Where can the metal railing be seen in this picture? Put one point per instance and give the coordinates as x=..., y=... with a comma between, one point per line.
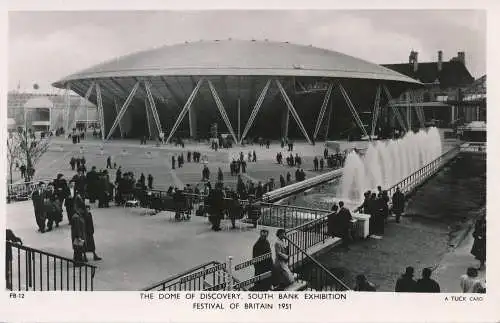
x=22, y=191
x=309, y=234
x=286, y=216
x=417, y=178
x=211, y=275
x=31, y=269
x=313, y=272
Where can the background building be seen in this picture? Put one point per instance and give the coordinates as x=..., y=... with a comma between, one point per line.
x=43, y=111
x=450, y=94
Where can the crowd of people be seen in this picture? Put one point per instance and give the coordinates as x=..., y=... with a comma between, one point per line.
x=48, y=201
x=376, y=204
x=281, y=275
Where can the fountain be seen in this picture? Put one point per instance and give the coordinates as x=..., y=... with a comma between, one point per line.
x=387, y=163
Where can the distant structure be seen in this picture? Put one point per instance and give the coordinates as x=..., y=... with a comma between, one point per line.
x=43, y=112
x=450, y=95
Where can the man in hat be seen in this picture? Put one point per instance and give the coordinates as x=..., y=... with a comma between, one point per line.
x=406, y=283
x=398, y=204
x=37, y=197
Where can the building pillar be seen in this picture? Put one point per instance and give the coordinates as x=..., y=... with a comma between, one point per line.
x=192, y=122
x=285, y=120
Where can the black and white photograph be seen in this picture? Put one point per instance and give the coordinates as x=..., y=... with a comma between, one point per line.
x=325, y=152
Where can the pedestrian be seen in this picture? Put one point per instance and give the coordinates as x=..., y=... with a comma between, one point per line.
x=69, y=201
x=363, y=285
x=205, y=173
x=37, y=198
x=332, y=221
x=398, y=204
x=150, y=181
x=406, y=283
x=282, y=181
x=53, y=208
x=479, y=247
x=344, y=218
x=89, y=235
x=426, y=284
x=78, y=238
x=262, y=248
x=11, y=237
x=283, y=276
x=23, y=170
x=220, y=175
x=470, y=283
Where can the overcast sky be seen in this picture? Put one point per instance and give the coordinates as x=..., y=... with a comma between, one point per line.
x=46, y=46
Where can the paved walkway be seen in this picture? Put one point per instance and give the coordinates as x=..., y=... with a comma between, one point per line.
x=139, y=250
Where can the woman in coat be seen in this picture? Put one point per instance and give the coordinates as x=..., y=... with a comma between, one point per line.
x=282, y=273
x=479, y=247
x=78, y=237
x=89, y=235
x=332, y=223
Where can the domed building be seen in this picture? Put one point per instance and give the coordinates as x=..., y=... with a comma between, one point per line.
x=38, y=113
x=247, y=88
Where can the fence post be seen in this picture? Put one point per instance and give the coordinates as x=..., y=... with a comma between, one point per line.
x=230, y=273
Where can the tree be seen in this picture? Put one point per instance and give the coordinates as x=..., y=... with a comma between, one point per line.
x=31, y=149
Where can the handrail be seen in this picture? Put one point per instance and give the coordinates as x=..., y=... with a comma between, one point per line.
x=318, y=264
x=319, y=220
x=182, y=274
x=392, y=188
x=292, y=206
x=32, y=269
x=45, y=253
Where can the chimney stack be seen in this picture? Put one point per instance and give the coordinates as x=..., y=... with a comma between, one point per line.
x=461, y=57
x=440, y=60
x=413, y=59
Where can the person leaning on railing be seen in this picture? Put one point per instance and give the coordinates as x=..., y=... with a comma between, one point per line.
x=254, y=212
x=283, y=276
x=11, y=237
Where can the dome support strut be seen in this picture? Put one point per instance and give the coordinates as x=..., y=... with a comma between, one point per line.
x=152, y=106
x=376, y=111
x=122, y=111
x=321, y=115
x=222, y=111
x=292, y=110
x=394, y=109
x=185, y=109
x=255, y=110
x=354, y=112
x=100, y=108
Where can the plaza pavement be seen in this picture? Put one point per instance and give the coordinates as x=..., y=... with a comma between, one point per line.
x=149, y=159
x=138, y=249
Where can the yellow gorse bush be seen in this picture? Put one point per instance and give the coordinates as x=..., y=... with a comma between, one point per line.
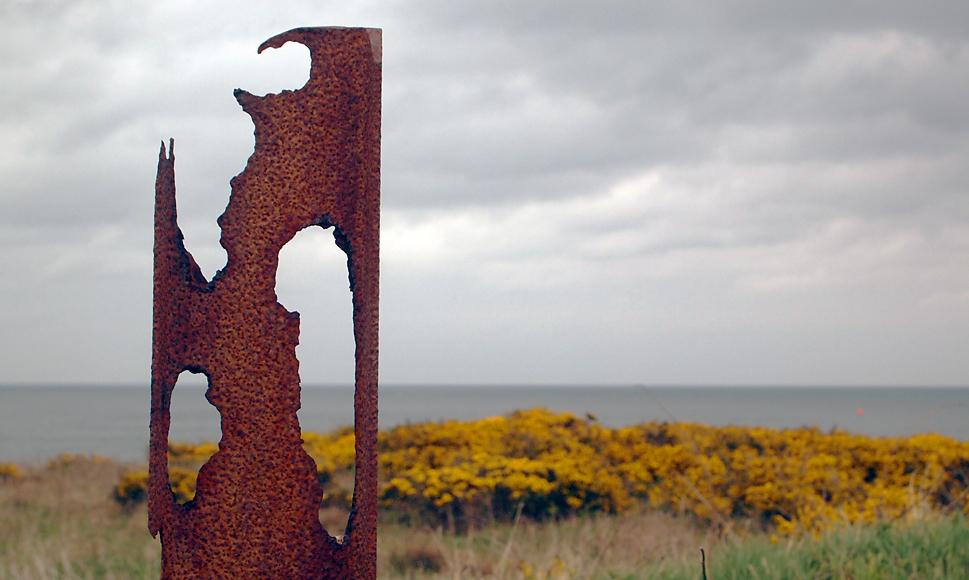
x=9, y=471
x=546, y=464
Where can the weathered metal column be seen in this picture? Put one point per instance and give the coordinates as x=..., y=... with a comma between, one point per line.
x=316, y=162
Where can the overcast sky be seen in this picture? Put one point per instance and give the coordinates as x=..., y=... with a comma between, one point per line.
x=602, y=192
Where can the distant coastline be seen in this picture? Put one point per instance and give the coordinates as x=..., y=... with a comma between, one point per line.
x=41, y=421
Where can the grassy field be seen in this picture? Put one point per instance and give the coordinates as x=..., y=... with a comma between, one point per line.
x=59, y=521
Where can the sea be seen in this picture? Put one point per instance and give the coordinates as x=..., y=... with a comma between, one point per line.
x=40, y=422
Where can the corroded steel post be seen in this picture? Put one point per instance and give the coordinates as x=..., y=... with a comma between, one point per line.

● ● ● ● ● ● ●

• [Task prompt] Transcribe all the data word for word; the images stay out.

• [Answer space]
Where can the metal railing be seen in this picture? Put one point per instance and give the coordinates as x=..., y=... with a comma between, one point per line.
x=22, y=191
x=309, y=234
x=286, y=216
x=417, y=178
x=211, y=275
x=31, y=269
x=313, y=272
Where can the background building be seen in this picture? Put one point per instance and give the coordinates as x=..., y=... with a comma between, one point per line.
x=43, y=111
x=450, y=94
Where can the crowd of people be seen in this picture? Put one point per instance and give the coordinates as x=..., y=... with a comma between, one point per line.
x=48, y=201
x=376, y=204
x=281, y=275
Where can the fountain be seen in this picture? Put one point per instance and give the coordinates as x=..., y=... with a comma between, one point per line.
x=387, y=163
Where can the distant structure be seen in this picture? Put one point per instance and give the coordinates as x=..., y=... with a comma between, one point per line.
x=43, y=112
x=450, y=95
Where can the man in hat be seen in this picture? Put one point per instance and give the coordinates as x=..., y=... with a comma between, one point per line.
x=406, y=283
x=398, y=204
x=37, y=197
Where can the building pillar be seen in this picture? Put one point per instance and give the coordinates as x=..., y=... with a comma between, one point per line.
x=192, y=122
x=285, y=120
Where can the black and white photograph be seen in this picture? Put one point per instance and give the coordinates as x=..., y=... with a comma between, one point per line.
x=325, y=152
Where can the pedestrian be seen in this picture? Put one point per instance and give the coordinates as x=..., y=... with a comma between, one point per line.
x=69, y=201
x=363, y=285
x=205, y=173
x=37, y=198
x=332, y=221
x=398, y=204
x=150, y=181
x=406, y=283
x=282, y=181
x=53, y=208
x=479, y=247
x=344, y=218
x=89, y=235
x=426, y=284
x=78, y=238
x=262, y=248
x=11, y=237
x=283, y=276
x=23, y=170
x=220, y=175
x=470, y=283
Where can the overcast sky be seen in this picture? Put one point per instance and give the coordinates as x=..., y=... with a comma between, one point per line.
x=46, y=46
Where can the paved walkway be seen in this picture? Put one point per instance and give the coordinates as x=..., y=... with a comma between, one point per line.
x=139, y=250
Where can the woman in coat be seen in this picture? Put one point per instance and give the coordinates as x=..., y=... with a comma between, one point per line.
x=282, y=273
x=479, y=247
x=78, y=237
x=89, y=235
x=332, y=223
Where can the domed building be seen in this picture? Put one point per instance and give the coordinates as x=..., y=... with a comma between, one point per line.
x=38, y=113
x=247, y=88
Where can the fence post be seen in this picture? Put one point per instance and give the coordinates as x=..., y=... with a comma between, one point per line.
x=230, y=273
Where can the tree be seen in this picture? Put one point per instance and give the coordinates as x=..., y=... with a comma between, one point per line.
x=31, y=149
Where can the handrail be seen in this picture? Put one point per instance and give the coordinates as x=..., y=... with a comma between, one point per line.
x=318, y=264
x=319, y=220
x=182, y=274
x=392, y=188
x=292, y=206
x=32, y=269
x=45, y=253
Where can the chimney stack be seen in this picture? Put one point per instance and give the coordinates as x=..., y=... with a comma between, one point per line.
x=461, y=57
x=440, y=60
x=413, y=59
Where can the person leaning on railing be seen in this picture? Put one point per instance and give the coordinates as x=..., y=... with a comma between, one point per line.
x=254, y=212
x=283, y=276
x=11, y=237
Where can the dome support strut be seen in this picture? Put one point per instance and give the coordinates as x=..., y=... with a comma between, one point per line.
x=152, y=106
x=376, y=111
x=122, y=111
x=321, y=115
x=222, y=111
x=292, y=110
x=394, y=109
x=185, y=109
x=255, y=110
x=354, y=112
x=100, y=108
Where can the plaza pavement be seen in this picture? Put one point per instance and give the coordinates as x=..., y=... with a comma between, one point per line.
x=149, y=159
x=138, y=249
Where can the yellow gorse bush be seen in this picture? Put one point per instance and give the coordinates as x=..., y=... with a comma between, one point per line.
x=9, y=471
x=546, y=464
Where can the weathered metal column be seen in this picture? Put one point per instance and give the coordinates as x=..., y=... with a comma between, one point per line.
x=316, y=162
Where can the overcast sky be seen in this picture? Put one point per instance and give the coordinates as x=..., y=... with a comma between, one point per line.
x=602, y=192
Where can the distant coastline be seen in this picture? Put one point per instance and give the coordinates as x=..., y=... with a comma between, one point per line.
x=41, y=421
Where can the grassy field be seen in this picture? Put one point per instance and give the coordinates as x=..., y=... with a comma between, one point per line.
x=59, y=521
Where can the sea be seen in this picture? Put one point per instance and give the coordinates as x=..., y=... with a comma between, one point per line.
x=40, y=422
Where can the corroded steel post be seen in this picture? Put one point per instance and give the coordinates as x=..., y=... with a comma between, one point per line.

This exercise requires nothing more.